● **WHAT TO WORK ON**:
Within the listing below, the lines to output run from the one containing "Task: Where can the girl's crossed" through the one containing "Target: girl's hand"; copy them exactly and nothing else.

● **SOURCE MATERIAL**:
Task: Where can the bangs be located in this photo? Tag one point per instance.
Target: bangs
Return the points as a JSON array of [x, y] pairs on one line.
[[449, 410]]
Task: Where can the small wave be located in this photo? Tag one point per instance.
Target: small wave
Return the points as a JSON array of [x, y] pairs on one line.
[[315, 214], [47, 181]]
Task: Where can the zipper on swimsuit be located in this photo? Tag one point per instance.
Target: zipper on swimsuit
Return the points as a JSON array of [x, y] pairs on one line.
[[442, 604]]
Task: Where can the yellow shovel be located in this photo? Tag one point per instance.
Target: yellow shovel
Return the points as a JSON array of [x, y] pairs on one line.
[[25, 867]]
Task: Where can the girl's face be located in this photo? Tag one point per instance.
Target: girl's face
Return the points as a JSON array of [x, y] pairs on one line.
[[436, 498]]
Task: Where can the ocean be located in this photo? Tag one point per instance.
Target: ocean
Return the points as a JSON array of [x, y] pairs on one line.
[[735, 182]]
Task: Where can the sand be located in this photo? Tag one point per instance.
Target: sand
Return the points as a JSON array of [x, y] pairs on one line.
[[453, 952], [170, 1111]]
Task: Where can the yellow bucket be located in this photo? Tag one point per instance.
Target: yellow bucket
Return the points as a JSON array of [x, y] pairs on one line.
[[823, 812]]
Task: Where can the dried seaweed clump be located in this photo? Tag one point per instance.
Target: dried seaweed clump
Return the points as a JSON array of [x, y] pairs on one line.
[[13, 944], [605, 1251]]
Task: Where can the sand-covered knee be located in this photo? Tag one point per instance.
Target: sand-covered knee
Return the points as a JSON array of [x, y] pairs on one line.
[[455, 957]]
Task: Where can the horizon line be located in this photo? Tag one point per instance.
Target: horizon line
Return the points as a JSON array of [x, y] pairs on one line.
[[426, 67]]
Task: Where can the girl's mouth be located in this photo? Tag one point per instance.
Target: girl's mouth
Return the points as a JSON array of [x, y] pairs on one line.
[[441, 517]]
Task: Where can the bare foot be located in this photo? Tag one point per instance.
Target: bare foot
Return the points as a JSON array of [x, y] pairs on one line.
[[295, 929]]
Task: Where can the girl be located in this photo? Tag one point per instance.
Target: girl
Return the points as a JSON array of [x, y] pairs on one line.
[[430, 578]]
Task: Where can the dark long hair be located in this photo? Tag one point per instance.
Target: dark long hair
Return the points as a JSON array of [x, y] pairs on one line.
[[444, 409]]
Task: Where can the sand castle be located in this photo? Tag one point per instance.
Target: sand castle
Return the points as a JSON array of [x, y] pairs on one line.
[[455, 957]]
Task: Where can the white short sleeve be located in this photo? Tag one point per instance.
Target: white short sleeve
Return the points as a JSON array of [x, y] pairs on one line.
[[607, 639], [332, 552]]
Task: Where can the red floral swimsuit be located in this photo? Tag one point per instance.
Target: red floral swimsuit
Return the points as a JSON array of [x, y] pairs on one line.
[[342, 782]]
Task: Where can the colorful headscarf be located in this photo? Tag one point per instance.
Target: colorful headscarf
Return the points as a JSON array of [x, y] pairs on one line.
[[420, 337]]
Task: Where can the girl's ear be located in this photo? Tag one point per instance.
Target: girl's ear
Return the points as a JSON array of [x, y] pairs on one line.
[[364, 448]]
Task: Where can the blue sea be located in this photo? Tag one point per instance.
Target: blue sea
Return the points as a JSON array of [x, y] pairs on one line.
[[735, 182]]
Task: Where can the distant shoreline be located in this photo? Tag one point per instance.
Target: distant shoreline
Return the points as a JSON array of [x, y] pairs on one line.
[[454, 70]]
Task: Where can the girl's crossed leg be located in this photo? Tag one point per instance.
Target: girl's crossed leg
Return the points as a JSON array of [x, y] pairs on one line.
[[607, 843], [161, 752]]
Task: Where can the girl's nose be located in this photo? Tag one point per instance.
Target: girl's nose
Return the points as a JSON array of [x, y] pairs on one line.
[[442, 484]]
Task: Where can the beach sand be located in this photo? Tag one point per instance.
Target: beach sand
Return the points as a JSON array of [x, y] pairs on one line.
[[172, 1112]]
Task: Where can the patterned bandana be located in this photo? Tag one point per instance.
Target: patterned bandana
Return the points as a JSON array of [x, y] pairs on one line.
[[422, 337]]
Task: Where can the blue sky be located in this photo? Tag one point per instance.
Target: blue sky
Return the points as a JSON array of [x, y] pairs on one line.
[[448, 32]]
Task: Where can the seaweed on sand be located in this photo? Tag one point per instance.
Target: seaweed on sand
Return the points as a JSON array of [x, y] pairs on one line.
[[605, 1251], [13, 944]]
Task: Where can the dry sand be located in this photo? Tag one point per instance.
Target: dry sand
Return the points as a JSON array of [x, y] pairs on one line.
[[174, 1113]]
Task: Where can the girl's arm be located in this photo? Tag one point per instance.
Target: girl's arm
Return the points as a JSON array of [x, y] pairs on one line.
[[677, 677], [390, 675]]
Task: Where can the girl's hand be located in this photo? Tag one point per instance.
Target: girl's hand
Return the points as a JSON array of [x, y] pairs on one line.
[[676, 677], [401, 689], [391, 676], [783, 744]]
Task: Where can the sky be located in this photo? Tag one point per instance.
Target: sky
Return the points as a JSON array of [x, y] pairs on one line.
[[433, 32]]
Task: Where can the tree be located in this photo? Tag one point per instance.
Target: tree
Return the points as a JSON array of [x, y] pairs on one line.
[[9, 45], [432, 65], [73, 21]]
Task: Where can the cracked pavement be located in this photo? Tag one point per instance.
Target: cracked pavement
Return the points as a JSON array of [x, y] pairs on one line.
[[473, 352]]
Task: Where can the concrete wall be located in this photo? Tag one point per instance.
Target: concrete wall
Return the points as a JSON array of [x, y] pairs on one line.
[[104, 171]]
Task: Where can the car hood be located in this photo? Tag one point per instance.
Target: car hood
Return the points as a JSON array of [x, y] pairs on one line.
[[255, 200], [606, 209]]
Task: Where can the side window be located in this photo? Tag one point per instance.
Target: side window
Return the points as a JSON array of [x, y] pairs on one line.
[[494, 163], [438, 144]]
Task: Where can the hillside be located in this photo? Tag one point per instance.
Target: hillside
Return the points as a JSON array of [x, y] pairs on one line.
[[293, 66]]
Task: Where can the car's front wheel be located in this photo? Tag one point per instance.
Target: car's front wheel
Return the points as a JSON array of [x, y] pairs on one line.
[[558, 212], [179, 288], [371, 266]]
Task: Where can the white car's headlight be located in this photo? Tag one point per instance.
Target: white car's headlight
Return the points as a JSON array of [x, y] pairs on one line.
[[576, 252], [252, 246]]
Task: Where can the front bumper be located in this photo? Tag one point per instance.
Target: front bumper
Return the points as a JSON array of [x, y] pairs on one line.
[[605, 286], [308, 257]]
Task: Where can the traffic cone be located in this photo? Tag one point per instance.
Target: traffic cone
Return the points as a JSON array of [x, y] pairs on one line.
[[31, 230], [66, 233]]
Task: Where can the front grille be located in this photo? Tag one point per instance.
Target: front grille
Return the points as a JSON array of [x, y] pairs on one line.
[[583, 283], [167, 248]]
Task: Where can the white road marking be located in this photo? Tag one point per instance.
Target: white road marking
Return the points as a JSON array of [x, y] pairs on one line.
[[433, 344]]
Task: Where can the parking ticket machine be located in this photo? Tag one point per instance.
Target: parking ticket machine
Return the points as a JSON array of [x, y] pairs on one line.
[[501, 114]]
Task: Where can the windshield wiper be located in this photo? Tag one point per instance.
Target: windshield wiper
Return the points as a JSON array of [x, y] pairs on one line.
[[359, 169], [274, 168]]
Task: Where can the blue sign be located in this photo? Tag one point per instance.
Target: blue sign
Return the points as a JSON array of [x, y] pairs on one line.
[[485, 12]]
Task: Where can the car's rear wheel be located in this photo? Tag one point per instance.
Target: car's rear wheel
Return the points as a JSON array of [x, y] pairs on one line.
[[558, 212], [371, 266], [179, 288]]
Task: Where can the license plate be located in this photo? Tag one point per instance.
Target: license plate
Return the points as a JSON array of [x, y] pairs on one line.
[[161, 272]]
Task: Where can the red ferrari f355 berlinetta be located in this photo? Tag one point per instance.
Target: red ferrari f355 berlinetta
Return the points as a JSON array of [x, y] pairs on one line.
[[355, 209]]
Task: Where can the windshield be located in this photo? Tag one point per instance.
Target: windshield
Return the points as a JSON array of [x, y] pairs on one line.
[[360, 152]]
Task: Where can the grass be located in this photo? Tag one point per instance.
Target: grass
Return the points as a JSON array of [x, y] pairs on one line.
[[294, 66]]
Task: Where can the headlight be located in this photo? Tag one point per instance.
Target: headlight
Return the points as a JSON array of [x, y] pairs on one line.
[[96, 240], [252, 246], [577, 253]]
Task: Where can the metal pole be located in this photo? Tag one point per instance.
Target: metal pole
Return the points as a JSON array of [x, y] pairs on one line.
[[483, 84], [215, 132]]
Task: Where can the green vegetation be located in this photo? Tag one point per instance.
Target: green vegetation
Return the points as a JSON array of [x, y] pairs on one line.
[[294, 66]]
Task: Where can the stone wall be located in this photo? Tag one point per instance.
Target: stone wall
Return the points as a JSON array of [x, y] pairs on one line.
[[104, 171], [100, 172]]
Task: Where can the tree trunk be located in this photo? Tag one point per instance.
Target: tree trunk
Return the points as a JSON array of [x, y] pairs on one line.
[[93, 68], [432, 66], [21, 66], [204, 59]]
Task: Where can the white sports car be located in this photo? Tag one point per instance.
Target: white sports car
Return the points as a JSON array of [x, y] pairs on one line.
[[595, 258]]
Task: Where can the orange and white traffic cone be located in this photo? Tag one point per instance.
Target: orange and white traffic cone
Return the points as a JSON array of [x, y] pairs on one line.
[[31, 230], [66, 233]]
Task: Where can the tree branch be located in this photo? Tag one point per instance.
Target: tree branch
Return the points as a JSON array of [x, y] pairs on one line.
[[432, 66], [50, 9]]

● **SOLUTION FOR THIS PROBLEM**:
Task: Where can the girl's crossed leg be located in this photo? Tag one point per instance.
Target: girl's crossed leg
Return the points as a JSON array of [x, y] pairs on one line.
[[607, 843], [161, 752]]
Task: Where can the girl's nose be located in this photo? Tag one point per instance.
Target: girl's nose
Return the points as a JSON array of [x, y] pairs on one line.
[[442, 484]]
Task: Where can the beach sand be located in this photo? Tag one point per instance.
Target: beach sand
Return the points as a JSON array of [x, y] pairs on one line.
[[172, 1112]]
Task: Where can the patterned bandana be located in this photo? Tag one point per instance.
Target: patterned bandana
Return the points as a JSON array of [x, y] pairs on one line.
[[422, 337]]
Task: Where can the blue sky be located in this photo? Tag one point per instance.
Target: blue sky
Return the points as a JSON array of [x, y] pairs on one line.
[[448, 32]]
Task: Where can the seaweed on sand be located in this photo? Tag one point per instance.
Target: seaweed on sand
Return the points as a JSON array of [x, y] pairs on one line.
[[605, 1251], [13, 944]]
Task: Where can the dry sand be located in this photo? Tag one point per instance.
Target: dry sand
Return the points as a JSON array of [x, y] pairs on one line.
[[174, 1113]]
Task: Where can the girl's arm be located in this photo? Tag one point per instance.
Target: girl's arm
Return the points as a JSON array of [x, y] pairs on one line.
[[677, 677], [390, 675]]
Task: Where can the girl's hand be located in this photo? Tag one point per instance.
Target: girl's hand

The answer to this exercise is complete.